Honorary Fellows
Over the years, the British Institute has hosted a number of Honorary Fellows who have played an active role in our academic and social life. They have provided high-quality original research, and have worked hard on the post-excavation and publication of backlog projects, including the Tel Jezreel and Tell Nebi Mend projects.
Our current Honorary Fellows are:
Denis Genequand
Institut d’Archéologie et Sciences de l’Antiquité, Université de Lausanne and Archéologie Islamique, Université de Paris I
CBRL Honorary Fellow since September 2006
Research: Economic and Environmental Aspects of the so-called Desert Castles of the Ummayad Period in the Bilad esh-Sham
Denis Genequand studied Archaeology and History at the Universities of Lausanne (CH), Neuchâtel (CH) and Paris I (F). He joined CBRL in November 2002 as an Honorary Research Fellow. For over ten years he has participated or conducted excavations and surveys in Switzerland, the Middle East (Jordan, Syria) and Asia (Uzbekistan and Pakistan). His main interests relate to Late Antiquity and Early Islam.

* **EXERCISE DESCRIPTION**: Continue the text on the British Institute's Honorary Fellows from its last sentence. The material after this is not needed.

* **DATA SECTION**:
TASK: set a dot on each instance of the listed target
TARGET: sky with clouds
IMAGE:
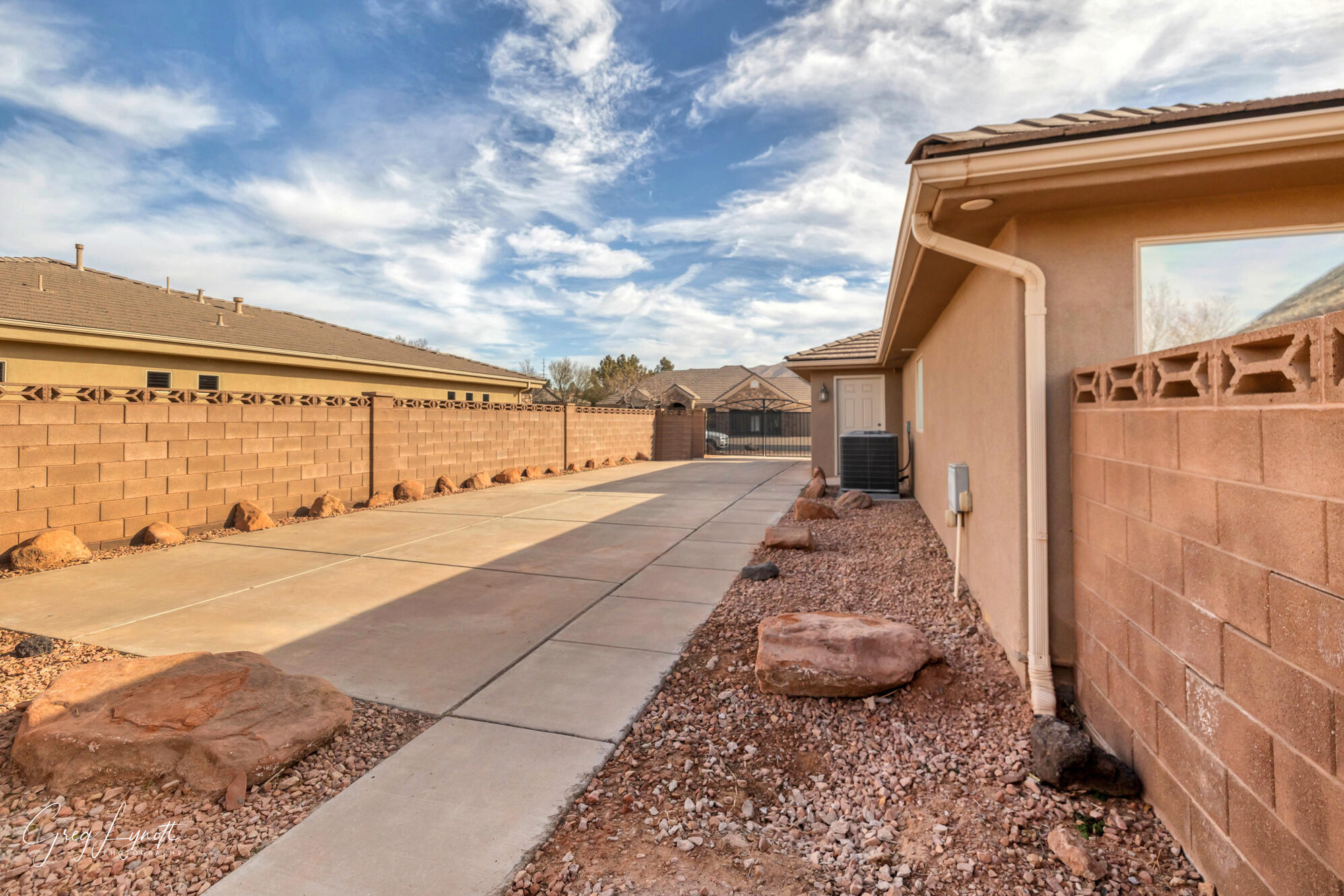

* **ANSWER TO THE EXERCISE**:
Denis is at present conducting research on the Umayyad settlements in Bilad al-Sham. He is also co-director of the Syrian-Swiss mission investigating Umayyad castles in steppe lands areas and working at Qasr al-Hayr al-Sharqi. He is currently archaeologist in charge of the Roman period at the Archaeological Office of Geneva.
Research Interests:
- Early Islamic architecture
- Late Antique and early Islamic rural economy
- Umayyad settlement history
- Land use and settlement pattern in semi-arid areas of the Near East
Project:
Qasr al-Hayr al-Sharqi
Email:
Denis Genequand
Charlotte Whiting

CBRL Honorary Fellow since 2003
Research: South Jordan Iron Age II Survey and Excavation Project
Charlotte Whiting received a BA in Archaeology from the University of Durham and an MPhil in Mesopotamian Archaeology from the University of Cambridge. She returned to Durham in 1997 to undertake research for which she was awarded a PhD in 2002. During this time she participated in archaeological projects throughout the Levant, including the excavations at Tell el-Kheleifeh, the Medieval and Ottoman Survey of Palestine, the Dana Archaeological Survey and the Minsahlat and Dana-Faynan-Ghuwayr Surveys. She joined the CBRL in 2003 as an Honorary Research Fellow. In addition to directing the South Jordan Iron Age II Survey and Excavation Project, she runs the Tel Jezreel Post-Excavation and Publication Project.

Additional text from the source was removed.